[Given request a] In the chi-squared test excerpt, what p-value is reported for the bag of sweets example?

-- START OF Selected excerpt --

Sometimes written as:
\(\psi(X) = \sum_{i=1}^m\frac{(O_i-E_i)^2}{E_i} \; ,\)
where \(O_i\) stands for “observed count of \(i\)” and \(E_i\) stands for “expected count”
Property
Chi-squared approximation
When \(np_i\) are large, under \(H_0\): \[\psi(X) \xrightarrow{d} \chi^2(m-1)\]
Proof
\(X \sim \text{Mult}(n, p)\) has mean \(np\) and covariance \(n\Sigma\) where \(\Sigma = \text{diag}(p) - pp^\top\).
Indeed: \[\Sigma_{ij} = \text{Cov}(X_i, X_j) = \begin{cases} np_i(1-p_i) & i = j \\ -np_ip_j & i \neq j \end{cases}\] which gives \(\Sigma = n(\text{diag}(p) - pp^\top)\).
By the multivariate CLT: \[\frac{X - np}{\sqrt{n}} \xrightarrow{d} \mathcal{N}(0, \Sigma)\]
Let \(Z = \text{diag}(p)^{-1/2}(X - np)/\sqrt{n}\), so that \(\psi(X) = \|Z\|^2\). By the continuous mapping theorem:
\[Z \xrightarrow{d} \mathcal{N}(0,\, P), \quad P = I - \sqrt{p}\sqrt{p}^\top\] Since \(P\) is an orthogonal projection of rank \(m-1\), \(\mathcal{N}(0, P) \stackrel{d}{=} PG\) with \(G \sim \mathcal{N}(0, I)\), therefore: \[\psi(X) = \|Z\|^2 \xrightarrow{d} \|PG\|^2 \sim \chi^2(m-1)\]
Test and Rejection Region
Reject \(H_0\) if \(\psi(X) > t_{1-\alpha}\), the \((1-\alpha)\)-quantile of \(\chi^2(m-1)\).
We reject for large values of \(\psi\) (right-tailed test).
Question: We observe a \(\chi^2\) stat equal to \(32\) for 1000 draws of a supposedly unbiased dice. It it normal?
If we observe \(\chi^2\) stat equal to \(0.001\), what does it mean?
Example: Bag of Sweets
- We observe a bag of sweets containing \(n=100\) sweets of \(m=3\) different colors: red, green, and yellow.
- Manufacturer: \(p_1= 40\%\) red, \(p_2=35\%\) green, and \(p_3=25\%\) yellow.
- \(H_0: q=p\) (manufacturer’s claim is correct)
- \(H_1: q\neq p\) (manufacturer’s claim is incorrect)
| Color | Observed Counts |
|---|---|
| Red | \(X_1=50\) |
| Green | \(X_2=30\) |
| Yellow | \(X_3=20\) |
| Expected Counts |
|---|
| \(n_1=40\) |
| \(n_2=35\) |
| \(n_3=25\) |
- \(\psi(X) = \sum_{i=1}^m\frac{(X_i-n_i)^2}{n_i} \approx 2.5 +0.71+1 \approx 4.21\)
- \(\mathrm{cdf}(\chi^2(2), 4.21) \approx 0.878\) (\(p_{value} \approx 0.222\))
- Conclusion: do not reject \(H_0\)

-- END OF Selected excerpt --
-- START OF Task input --

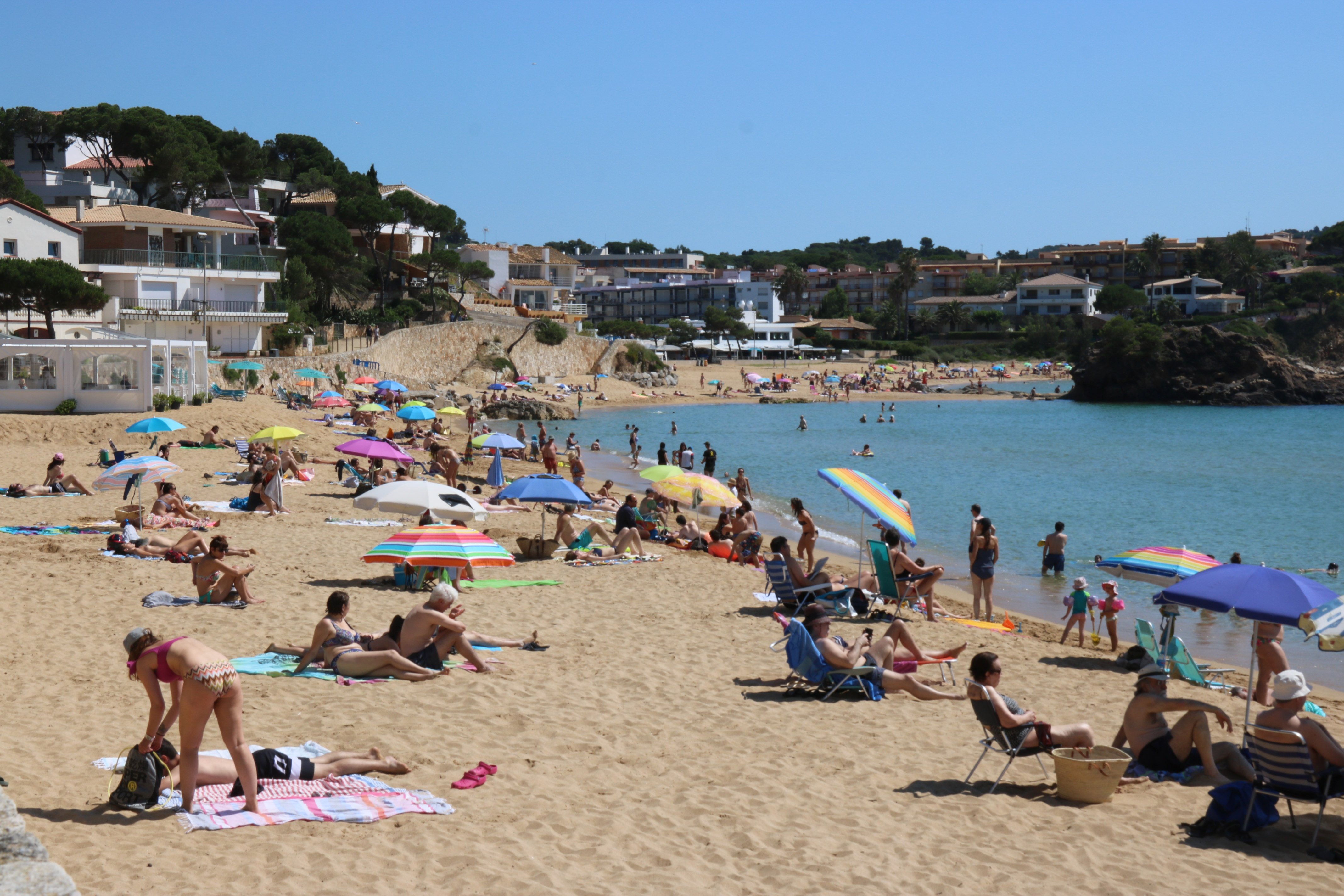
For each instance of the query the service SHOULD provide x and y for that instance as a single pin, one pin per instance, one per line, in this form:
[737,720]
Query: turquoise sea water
[1121,476]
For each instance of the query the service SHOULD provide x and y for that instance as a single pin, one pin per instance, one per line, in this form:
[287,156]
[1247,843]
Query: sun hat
[1152,671]
[1291,686]
[134,636]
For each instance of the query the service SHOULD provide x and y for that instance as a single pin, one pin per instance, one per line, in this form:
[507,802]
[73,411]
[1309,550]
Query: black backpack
[140,780]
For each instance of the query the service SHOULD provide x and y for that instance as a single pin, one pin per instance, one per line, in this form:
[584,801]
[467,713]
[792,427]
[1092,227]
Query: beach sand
[651,750]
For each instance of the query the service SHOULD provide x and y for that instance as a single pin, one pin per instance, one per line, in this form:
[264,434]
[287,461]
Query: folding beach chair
[811,671]
[996,741]
[1285,770]
[1197,674]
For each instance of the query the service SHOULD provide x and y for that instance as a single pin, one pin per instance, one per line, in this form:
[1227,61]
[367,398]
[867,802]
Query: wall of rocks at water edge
[26,870]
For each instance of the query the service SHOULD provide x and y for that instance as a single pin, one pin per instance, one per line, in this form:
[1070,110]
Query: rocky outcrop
[527,409]
[1203,366]
[26,870]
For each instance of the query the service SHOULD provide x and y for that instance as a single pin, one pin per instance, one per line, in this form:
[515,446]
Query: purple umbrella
[376,451]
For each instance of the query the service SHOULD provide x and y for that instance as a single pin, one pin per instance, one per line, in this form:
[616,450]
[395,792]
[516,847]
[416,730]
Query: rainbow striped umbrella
[441,546]
[1158,566]
[874,499]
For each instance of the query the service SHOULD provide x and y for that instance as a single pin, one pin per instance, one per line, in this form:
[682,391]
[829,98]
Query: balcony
[185,261]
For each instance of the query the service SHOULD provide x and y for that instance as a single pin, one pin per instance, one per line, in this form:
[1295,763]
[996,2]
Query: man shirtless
[432,630]
[1189,743]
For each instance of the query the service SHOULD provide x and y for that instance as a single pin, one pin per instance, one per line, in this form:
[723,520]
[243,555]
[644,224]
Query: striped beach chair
[1284,769]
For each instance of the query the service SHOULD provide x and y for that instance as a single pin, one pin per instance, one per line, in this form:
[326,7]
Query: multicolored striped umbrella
[1158,566]
[874,499]
[441,546]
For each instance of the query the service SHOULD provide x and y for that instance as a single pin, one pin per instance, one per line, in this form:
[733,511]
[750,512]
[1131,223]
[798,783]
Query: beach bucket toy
[1089,776]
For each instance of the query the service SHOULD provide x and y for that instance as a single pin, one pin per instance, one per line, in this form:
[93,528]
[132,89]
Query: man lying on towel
[273,765]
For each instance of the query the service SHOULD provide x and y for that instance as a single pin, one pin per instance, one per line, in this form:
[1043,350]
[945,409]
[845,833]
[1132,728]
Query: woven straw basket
[1089,776]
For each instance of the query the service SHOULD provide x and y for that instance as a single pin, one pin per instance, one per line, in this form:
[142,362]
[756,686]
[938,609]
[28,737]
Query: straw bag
[1089,776]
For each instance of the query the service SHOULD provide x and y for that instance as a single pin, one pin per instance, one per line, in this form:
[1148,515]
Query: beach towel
[166,600]
[350,798]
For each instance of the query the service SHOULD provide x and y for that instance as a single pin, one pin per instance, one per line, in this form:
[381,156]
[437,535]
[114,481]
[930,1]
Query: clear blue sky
[759,126]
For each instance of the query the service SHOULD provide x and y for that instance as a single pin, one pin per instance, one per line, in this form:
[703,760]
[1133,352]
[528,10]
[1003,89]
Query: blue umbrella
[496,475]
[155,425]
[418,413]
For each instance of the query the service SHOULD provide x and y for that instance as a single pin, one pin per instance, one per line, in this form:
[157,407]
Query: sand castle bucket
[1089,776]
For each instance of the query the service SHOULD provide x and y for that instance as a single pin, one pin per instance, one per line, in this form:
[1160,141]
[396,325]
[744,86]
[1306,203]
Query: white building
[1058,295]
[107,371]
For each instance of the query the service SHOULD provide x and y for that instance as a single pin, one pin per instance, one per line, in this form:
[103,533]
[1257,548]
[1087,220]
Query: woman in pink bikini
[202,681]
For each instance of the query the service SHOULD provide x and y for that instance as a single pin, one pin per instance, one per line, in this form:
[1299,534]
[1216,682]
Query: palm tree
[955,316]
[904,280]
[793,283]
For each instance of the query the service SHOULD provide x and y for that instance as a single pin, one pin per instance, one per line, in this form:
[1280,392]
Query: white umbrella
[416,496]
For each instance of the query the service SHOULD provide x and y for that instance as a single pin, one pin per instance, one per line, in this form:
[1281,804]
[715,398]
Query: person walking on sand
[1053,553]
[201,681]
[1190,742]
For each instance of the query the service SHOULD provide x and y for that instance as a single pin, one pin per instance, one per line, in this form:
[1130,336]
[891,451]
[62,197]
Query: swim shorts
[1158,757]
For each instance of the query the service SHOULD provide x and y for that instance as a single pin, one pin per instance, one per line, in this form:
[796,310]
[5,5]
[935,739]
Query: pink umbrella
[376,451]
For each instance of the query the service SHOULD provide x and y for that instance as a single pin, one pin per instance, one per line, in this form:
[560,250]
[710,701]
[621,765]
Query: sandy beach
[651,750]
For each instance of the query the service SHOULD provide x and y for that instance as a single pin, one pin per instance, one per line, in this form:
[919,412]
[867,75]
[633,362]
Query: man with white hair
[432,632]
[1291,690]
[1159,748]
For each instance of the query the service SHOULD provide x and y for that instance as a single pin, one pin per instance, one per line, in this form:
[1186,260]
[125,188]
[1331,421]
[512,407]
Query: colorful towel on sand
[627,559]
[353,798]
[53,530]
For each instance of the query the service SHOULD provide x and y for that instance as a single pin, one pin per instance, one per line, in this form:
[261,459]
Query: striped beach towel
[351,798]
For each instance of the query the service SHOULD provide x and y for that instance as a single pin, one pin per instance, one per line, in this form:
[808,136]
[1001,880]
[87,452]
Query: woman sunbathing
[347,652]
[60,481]
[216,581]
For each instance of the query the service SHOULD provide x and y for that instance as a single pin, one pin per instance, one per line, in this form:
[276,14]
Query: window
[27,371]
[109,372]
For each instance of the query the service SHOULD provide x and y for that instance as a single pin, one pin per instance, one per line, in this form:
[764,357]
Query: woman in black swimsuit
[346,651]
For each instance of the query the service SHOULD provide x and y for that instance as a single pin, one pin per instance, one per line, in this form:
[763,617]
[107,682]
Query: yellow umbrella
[683,490]
[276,434]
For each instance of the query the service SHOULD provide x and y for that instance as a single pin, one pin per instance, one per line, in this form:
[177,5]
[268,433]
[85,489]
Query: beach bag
[140,780]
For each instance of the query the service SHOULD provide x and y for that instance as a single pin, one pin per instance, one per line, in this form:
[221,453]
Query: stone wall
[459,352]
[26,870]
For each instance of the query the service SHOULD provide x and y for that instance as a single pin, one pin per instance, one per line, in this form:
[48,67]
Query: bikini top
[163,671]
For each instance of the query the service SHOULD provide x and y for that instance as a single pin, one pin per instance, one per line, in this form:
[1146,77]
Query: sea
[1216,480]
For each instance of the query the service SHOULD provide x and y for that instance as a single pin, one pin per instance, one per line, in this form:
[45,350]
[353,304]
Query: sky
[724,127]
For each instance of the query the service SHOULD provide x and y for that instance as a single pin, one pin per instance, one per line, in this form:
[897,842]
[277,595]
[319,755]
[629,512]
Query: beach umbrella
[416,413]
[1263,594]
[276,434]
[1158,566]
[374,451]
[441,546]
[417,496]
[155,425]
[662,472]
[136,471]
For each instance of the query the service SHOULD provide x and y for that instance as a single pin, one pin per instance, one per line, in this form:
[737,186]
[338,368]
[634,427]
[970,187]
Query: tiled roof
[93,165]
[158,217]
[1058,280]
[52,218]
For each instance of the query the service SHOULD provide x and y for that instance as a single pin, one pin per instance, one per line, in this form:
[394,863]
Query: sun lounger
[1285,770]
[809,671]
[996,741]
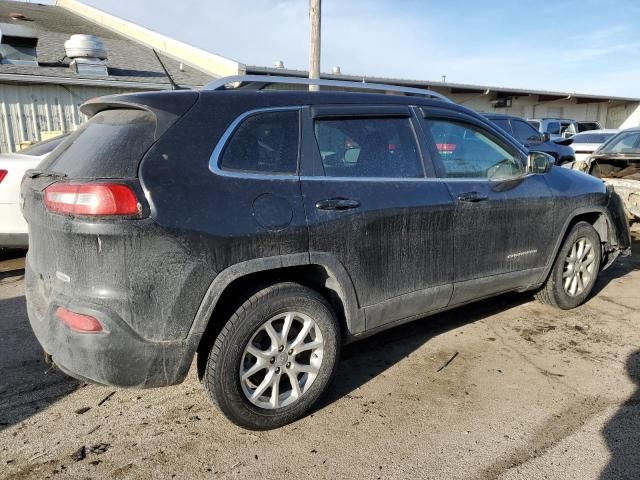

-- END OF Task input --

[Given request b] Locate each line of the records that contains the word "white", and copy those lines.

[Solution a] Approximately 0.222.

[Solution b]
Query: white building
Query: white umbrella
Query: man with white hair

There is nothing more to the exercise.